*Page excerpt:*
>>
In this case, the record supports the trial court's factual findings.[18] The search of the basement of the house revealed 316 mature marijuana plants, 180 starter plants, 473 grams of cut marijuana, four halide lights, six power transformers, five electrical timers, an irrigation hose sprayer, a temperature gauge, plastic baggies, a triple beam scale, a charcoal filtered blower, and a fan. This supports the trial court's factual findings regarding the amount of marijuana found and the high degree of sophistication in terms of time, effort and financial investment. A police narcotics specialist's testimony regarding the value of the drugs found in the defendant's basement supports the trial court's finding that the market value of the plants was between $15,000 and $400,000, although the testimony could have supported a finding that *706 the 496 plants had an even a higher total value. There also was evidence that Solberg told one of the officers that he grew the plants to sell them to pay his bills and that he had been growing the marijuana for money for approximately 1 1/2 years and that he did not use it himself. This evidence supports the finding that the defendant was involved in the retail or wholesale sales of the drug to supplement his income. We conclude that the trial court's reasons for imposing an exceptional sentence are supported by the record and are by no means "clearly erroneous".

The next inquiry then is whether the reasons, as a matter of law, justify a sentence outside the standard range. The Court of Appeals decision assumes that the trial court based its decision to impose an exceptional sentence only on RCW 9.94A.390(2)(d)(v) which involves drug violations that have a high degree of sophistication.[19] However, the trial court's written legal conclusion was also based upon RCW 9.94A.390(2)(d)(iii) which provides that it is a major violation of the Uniform Controlled Substances Act when "[t]he current offense involved the manufacture of controlled substances for use by other parties". The statute indicates that "ANY" of the circumstances in the list of aggravating circumstances may "identify" an offense as a major violation of the Uniform Controlled Substances Act which may justify the imposition of a sentence beyond the standard range.[20]

Professor David Boerner, in his treatise on Washington's sentencing law, points out that in 1983 when the State Sentencing Guidelines Commission recommended treating a major violation of the Uniform Controlled Substances Act as an aggravating circumstance, it, with one exception, used language essentially identical to the comparable Minnesota provision. The one change was to replace the Minnesota requirement that at least two of the specified circumstances exist with "the emphatic statement that the presence of *707 `ANY' of the specified circumstances was a sufficient aggravating circumstance".[21] Therefore, a properly supported finding of any one of the statutory aggravating circumstances may elevate a drug offense to a "major violation" which allows a trial court, in its discretion, to impose an exceptional sentence. Since the 496 plants were admittedly manufactured for sale, the exceptional sentence should have been upheld on appeal.[22]

[6, 7] A second legal justification for the exceptional sentence is found in RCW 9.94A.390(2)(d)(v) which provides that an offense is a "major offense" when it involves a high degree of sophistication or planning or occurred over a lengthy period of time or involved a broad geographic area of disbursement. For "sophistication" to constitute justification for an exceptional sentence, it must be of a kind not usually associated with the commission of the offenses in question.[23] The amount of drugs which was possessed for sale, together with the amount and sophistication of the equipment used, and the length of time this grow farm existed is sufficient to support a finding that this was a more sophisticated operation than the usual crime involving possession of marijuana with intent to deliver or manufacture. Trial courts, having more familiarity with day-to-day drug violations, are in the best position to identify drug violations which are more sophisticated than "usual". In addition, this statutory aggravating circumstance is phrased in the disjunctive and, hence, a high degree of planning or a lengthy period of time each independently supports an exceptional sentence.
<<
*Data records:*
>>
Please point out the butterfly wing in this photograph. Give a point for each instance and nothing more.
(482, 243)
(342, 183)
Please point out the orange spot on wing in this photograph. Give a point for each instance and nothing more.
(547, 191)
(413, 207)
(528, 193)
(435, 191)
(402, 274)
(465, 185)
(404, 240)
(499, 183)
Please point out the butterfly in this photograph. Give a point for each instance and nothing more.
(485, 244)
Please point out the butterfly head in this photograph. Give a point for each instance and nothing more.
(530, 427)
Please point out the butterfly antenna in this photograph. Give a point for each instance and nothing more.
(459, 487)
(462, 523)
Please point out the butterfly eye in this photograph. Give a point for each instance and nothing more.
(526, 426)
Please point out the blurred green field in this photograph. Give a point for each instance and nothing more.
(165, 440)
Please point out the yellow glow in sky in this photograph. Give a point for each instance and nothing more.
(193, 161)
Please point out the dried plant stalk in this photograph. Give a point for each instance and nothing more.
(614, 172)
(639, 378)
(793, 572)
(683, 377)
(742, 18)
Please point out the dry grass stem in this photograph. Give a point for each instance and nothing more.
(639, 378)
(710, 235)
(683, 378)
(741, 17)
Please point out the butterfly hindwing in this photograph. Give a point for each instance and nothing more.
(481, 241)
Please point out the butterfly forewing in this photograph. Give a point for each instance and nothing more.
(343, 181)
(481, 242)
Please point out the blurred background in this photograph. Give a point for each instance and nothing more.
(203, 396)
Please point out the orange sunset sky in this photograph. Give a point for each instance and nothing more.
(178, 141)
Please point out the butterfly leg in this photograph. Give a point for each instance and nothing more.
<<
*Goal:*
The sentencing opinion above cites RCW 9.94A.390(2)(d)(v). List each circumstance that, according to the opinion, makes an offense a "major offense" under that provision.

*Correct response:*
- It involves a high degree of sophistication.
- It involves a high degree of planning.
- It occurred over a lengthy period of time.
- It involved a broad geographic area of disbursement.